*EXERCISE:*
Can you rewrite all of the data below as a numbered list, skipping any blank lines?

*Rows from an object pointing dataset:*
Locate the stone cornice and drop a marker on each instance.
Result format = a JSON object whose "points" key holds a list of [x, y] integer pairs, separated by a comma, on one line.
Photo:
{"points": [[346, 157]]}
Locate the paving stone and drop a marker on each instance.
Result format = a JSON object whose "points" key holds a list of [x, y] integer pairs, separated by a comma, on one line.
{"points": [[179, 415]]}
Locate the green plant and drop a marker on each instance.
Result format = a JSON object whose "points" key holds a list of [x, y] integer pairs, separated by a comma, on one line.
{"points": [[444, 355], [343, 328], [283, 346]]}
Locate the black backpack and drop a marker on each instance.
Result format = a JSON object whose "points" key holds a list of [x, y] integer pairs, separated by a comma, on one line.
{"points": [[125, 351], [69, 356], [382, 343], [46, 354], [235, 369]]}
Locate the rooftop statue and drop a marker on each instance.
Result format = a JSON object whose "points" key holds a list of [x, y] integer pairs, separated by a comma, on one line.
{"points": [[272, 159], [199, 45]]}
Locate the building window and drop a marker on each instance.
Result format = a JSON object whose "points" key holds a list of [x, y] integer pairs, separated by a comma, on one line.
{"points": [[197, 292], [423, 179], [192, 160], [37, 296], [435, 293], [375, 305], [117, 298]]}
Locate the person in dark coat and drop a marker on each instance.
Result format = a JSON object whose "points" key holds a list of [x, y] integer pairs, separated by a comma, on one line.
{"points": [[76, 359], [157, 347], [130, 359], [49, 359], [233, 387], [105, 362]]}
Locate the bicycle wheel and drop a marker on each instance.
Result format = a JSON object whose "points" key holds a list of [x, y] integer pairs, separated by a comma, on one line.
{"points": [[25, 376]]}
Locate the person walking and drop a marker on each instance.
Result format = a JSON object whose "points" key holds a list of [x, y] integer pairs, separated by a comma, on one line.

*ANSWER TO THE PROBLEM:*
1. Locate the stone cornice and drop a marker on each instance.
2. Result format = a JSON object whose "points" key holds a list of [x, y] integer pairs, separated by a comma, on one line.
3. Photo:
4. {"points": [[346, 157]]}
5. Locate the paving stone and drop a marker on each instance.
6. Result format = a JSON object whose "points" key holds a list of [x, y] integer pairs, separated by a comma, on one line.
7. {"points": [[179, 415]]}
8. Locate the green plant and drop a marker on each instance.
9. Result format = a JSON object whose "points" key holds a list of [x, y] integer pairs, separated by a comma, on one line.
10. {"points": [[444, 355], [343, 328], [283, 346]]}
11. Locate the black backpack and drop a marker on each instance.
12. Result format = a JSON object whose "points" key holds a list of [x, y] integer pairs, separated by a comma, on one line.
13. {"points": [[125, 351], [69, 356], [382, 343], [46, 354], [235, 369]]}
14. Locate the rooftop statue and drop a marker on each instance.
15. Result format = a JSON object whose "points" key holds a list of [x, y] integer pairs, separated by a comma, on one line.
16. {"points": [[272, 159], [199, 45]]}
17. Locate the building window and drop a marker on each instance.
18. Result format = a JSON object whose "points" key holds a list of [x, y] integer pairs, separated by a comma, on one line.
19. {"points": [[197, 292], [423, 179], [192, 160], [37, 296], [435, 293], [375, 305], [117, 298]]}
20. Locate the person in dark coat and drop a marker on each instance.
21. Result format = a JSON object whose "points" key holds a list of [x, y] integer pairs, separated by a comma, on one line.
22. {"points": [[76, 359], [157, 347], [130, 359], [49, 359], [233, 387], [105, 362]]}
23. Locate the bicycle wheel and drop a marker on each instance.
24. Result format = a JSON object whose "points" key holds a list of [x, y] integer pairs, separated by a comma, on one line.
25. {"points": [[25, 376]]}
26. Locate the person walking and drop a marker on each instance.
27. Result format = a JSON object whose "points" key holds a list of [x, y] integer pairs, separated by a comma, on one line.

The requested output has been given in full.